● ENTRIES SUPPLIED
########
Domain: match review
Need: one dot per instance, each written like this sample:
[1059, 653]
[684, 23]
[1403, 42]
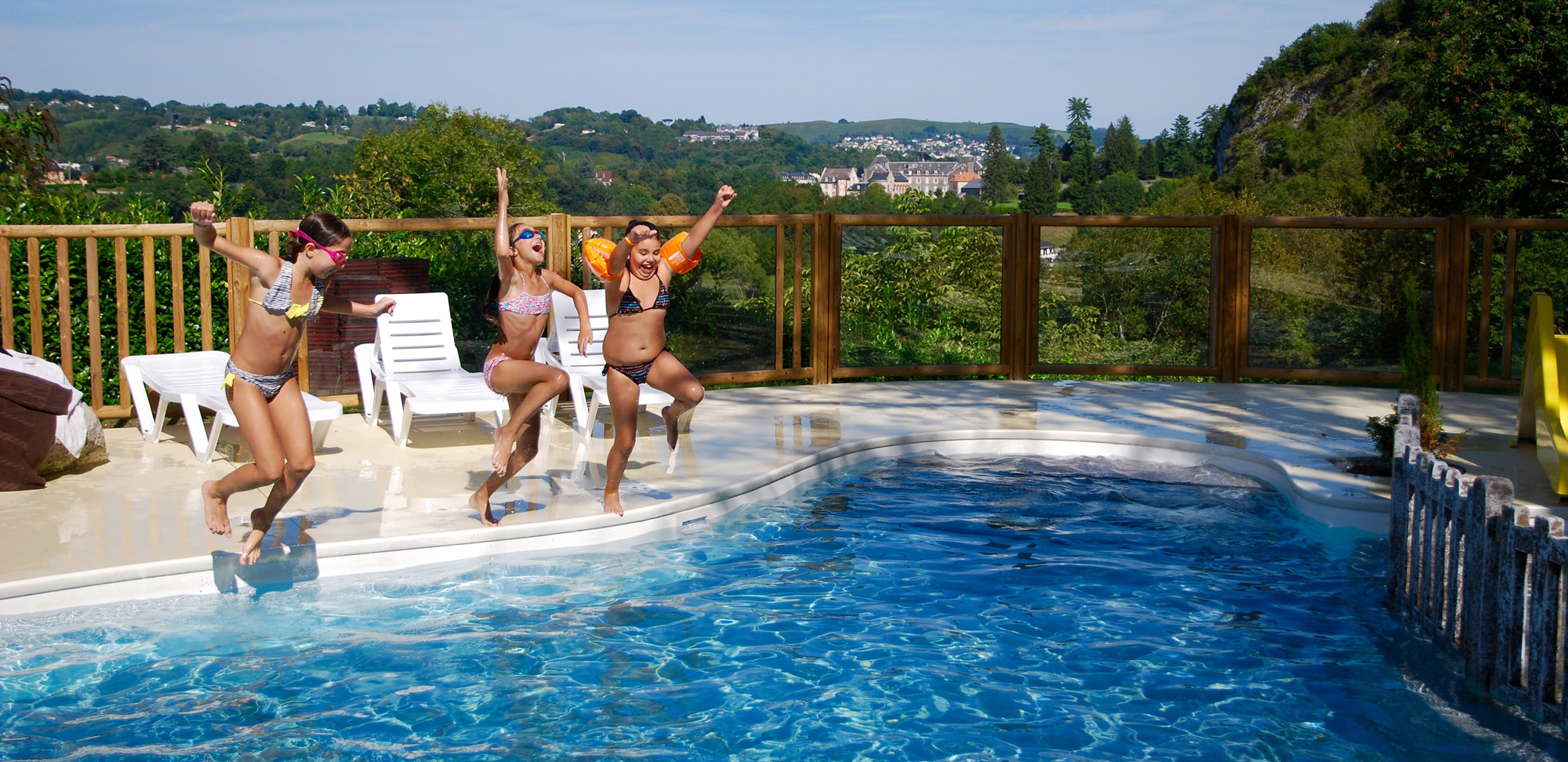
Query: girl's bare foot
[506, 440]
[217, 510]
[481, 503]
[672, 427]
[252, 551]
########
● GOAL
Rescale the items above by writing out every line again, including the text that precedes the answers, with each point coordinate in the answers multiplied by 0.5 and rounded to a whole number, halves rounded up. Keep the format sample coordinates unchanged and leave the pictures out.

● REPLY
Domain: match review
Need: one dot per instance, each written like this sample:
[1059, 653]
[684, 23]
[1403, 42]
Query: girl's bare foot
[253, 220]
[109, 255]
[241, 252]
[336, 214]
[126, 276]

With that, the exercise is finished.